Selfie-obsessed or a clever way to raise charity funds?

Have your say

Is posting so-called “selfies” on Facebook and Twitter just an act of self-promotion or can it be a force for good? Nel Staveley reports.

SO, the make-up was off and one of the biggest charity fundraising campaigns social media has ever seen began.

In case you missed it, here’s a brief summary: women (and some men) wipe off their mascara and foundation, take a photo of themselves, then post it on Facebook or Twitter, with a natty #nomakeupselfie beside it. The idea is that they then also donate £3 to Cancer Research UK and Breakthrough Breast Cancer, and nominate a few friends to do the same.

For anyone languishing in their last-minute London Marathon preparations, or who’s ever climbed mountains, cycled through jungles, or abseiled skyscrapers, it might seem like a slightly easy way of ‘doing your bit’ for charity.

For many people, it also jars with the idea that women not wearing make-up is in any way “brave”, out of the ordinary or remotely noteworthy, and that a campaign about cancer, and the horrors it can ravage on a person’s body, should be represented in a stream of photos focused on someone’s appearance.

And yet, there is no denying the campaign’s surging success; in just six days, a number nudging three million had posted their “natural” snaps and over £8 million had been raised.

It’s an incredible figure and a welcome boost for the worthy causes that benefitted and a boost, too, for those who say social media isn’t inherently narcissistic, which it’s often dismissed as.

Social networking sites have become powerful global brands and now provide a constant source of information about what’s happening in the world. But are they normally seen as a force for bringing people together to do something amazing and thinking beyond themselves and their self-promotion? Probably not.

However, the #nomakeupselfie campaign has proved that social media is not only about the individual, it’s about the individual uniting with other individuals to find a common voice.

Ali Brice, social media editor at leading UK charity Breakthrough Breast Cancer, says the campaign should be applauded. “It is a great example of how an essentially indulgent activity - in this case taking a picture of yourself - can be translated into something brilliant that raises awareness, and more importantly, raises funds for vital causes.

+ + + + +

▸ **Assigned task A**
Please reproduce the article about the #nomakeupselfie campaign word for word, starting at "It’s an incredible" and ending at "self-promotion? Probably not.".
▸ **Assigned task B**
Extend the article about the #nomakeupselfie campaign, picking up right after its final sentence.
The records have no connection to the article about the #nomakeupselfie campaign.

+ + + + +

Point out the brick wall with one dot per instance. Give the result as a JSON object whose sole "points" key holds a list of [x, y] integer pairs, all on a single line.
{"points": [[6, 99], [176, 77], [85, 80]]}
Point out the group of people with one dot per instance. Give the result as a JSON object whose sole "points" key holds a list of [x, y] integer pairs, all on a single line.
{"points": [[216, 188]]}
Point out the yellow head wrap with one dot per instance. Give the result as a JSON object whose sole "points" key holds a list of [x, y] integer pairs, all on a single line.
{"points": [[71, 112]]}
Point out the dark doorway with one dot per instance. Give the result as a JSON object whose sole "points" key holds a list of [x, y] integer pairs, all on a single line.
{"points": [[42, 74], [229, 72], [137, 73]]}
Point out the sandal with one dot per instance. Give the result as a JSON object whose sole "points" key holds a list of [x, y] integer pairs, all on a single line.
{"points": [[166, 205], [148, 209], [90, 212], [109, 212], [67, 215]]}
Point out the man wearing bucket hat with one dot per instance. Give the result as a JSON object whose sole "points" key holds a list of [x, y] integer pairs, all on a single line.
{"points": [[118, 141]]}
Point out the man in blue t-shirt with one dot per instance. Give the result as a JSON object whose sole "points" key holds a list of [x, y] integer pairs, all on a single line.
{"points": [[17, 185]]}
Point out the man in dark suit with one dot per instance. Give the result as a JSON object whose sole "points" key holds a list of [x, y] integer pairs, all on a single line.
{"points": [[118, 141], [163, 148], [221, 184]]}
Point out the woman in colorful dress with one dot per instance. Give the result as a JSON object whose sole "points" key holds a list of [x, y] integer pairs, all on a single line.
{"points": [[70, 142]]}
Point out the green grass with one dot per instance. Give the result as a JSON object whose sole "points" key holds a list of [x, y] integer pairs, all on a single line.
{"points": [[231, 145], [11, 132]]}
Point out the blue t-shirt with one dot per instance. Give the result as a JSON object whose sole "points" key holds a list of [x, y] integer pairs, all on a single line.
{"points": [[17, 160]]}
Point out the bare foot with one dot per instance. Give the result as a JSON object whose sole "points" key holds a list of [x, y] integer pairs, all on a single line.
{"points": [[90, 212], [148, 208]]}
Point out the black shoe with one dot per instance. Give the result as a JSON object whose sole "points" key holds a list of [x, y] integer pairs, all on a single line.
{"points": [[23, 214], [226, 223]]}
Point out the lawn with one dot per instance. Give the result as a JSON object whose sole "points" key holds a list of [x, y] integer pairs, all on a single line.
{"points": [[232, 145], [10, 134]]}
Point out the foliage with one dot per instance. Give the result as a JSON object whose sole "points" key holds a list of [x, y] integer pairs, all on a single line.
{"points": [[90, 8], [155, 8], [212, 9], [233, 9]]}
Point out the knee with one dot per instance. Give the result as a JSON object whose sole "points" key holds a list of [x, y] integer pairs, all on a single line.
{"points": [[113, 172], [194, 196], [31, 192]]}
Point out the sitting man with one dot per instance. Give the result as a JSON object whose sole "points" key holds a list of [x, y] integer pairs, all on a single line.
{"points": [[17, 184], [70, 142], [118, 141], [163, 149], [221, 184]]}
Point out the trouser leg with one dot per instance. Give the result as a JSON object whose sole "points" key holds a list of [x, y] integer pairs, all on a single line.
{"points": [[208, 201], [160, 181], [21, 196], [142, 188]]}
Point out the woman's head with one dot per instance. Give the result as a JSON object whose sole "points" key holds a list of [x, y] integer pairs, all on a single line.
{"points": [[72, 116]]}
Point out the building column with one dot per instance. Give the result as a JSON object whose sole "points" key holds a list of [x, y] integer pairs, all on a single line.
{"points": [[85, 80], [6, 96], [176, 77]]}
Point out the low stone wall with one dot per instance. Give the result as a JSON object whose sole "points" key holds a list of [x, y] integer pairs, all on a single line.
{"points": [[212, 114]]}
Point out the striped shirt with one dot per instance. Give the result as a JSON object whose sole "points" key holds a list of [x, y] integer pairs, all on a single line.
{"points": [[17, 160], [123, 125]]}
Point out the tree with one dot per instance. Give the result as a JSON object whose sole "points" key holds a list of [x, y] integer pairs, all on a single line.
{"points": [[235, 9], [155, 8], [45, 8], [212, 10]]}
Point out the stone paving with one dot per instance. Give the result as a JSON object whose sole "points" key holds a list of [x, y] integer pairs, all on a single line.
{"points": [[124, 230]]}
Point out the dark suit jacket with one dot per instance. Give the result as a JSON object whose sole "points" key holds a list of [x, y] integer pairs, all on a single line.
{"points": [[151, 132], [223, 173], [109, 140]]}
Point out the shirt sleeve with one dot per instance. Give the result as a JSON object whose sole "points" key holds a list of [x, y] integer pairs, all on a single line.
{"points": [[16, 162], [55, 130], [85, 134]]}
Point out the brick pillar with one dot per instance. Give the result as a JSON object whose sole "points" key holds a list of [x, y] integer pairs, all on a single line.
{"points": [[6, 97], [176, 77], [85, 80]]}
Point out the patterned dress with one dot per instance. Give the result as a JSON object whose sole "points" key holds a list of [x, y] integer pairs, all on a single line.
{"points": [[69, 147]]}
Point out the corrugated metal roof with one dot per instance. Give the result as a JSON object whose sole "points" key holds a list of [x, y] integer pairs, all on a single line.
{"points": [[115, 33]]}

+ + + + +

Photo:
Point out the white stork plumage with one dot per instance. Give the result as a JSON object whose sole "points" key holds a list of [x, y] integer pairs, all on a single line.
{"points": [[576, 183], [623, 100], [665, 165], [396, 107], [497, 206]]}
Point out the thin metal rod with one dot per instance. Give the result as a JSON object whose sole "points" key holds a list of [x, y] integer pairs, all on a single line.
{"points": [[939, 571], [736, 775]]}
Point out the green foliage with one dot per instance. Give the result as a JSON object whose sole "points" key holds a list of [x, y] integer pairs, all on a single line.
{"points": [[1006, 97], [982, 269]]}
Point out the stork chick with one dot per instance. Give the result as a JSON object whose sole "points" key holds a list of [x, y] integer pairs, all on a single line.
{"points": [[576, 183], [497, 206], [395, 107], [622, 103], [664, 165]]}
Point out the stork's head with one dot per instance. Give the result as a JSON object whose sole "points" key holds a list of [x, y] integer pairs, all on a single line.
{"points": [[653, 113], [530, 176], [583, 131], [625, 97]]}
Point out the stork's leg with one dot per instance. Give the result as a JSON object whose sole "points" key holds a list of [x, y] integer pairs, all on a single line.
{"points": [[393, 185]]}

+ + + + +

▸ **Result A**
It’s an incredible figure and a welcome boost for the worthy causes that benefitted and a boost, too, for those who say social media isn’t inherently narcissistic, which it’s often dismissed as.

Social networking sites have become powerful global brands and now provide a constant source of information about what’s happening in the world. But are they normally seen as a force for bringing people together to do something amazing and thinking beyond themselves and their self-promotion? Probably not.

▸ **Result B**
“The best and worst aspects of social media – that it gets people talking about themselves, but also to each other – make it such a powerful tool, and one that can be used to foster a real sense of community. When just the right measures of certain elements are thrown in – a call to action, a cause, and a simple mechanism to take part – social media can force a real change in the world.”

Javier Buron, founder and chief executive of Twitter management platform SocialBro, agrees. “Social media helps communities to extend their boundaries and spread their message. Most of us now learn about causes through social media, but more importantly, we are all far more likely to get involved and support causes that are close to the hearts and lives of our friends and families.

“It’s a lot harder to say no to a friend than an ad campaign, no matter how much it pulls at your heartstrings.

“Charities who use social media well are also making it easy for people to be involved. With so many of us struggling to balance work, family and social commitments, it can be difficult to find the time to get involved with our communities, but that doesn’t mean people don’t want to,” he says.

“Very few people have the time and fitness level to run a marathon for Cancer Research UK, for example, but the selfie campaign shows there’s a huge pool of women who are prepared to support the charity through a social media initiative.”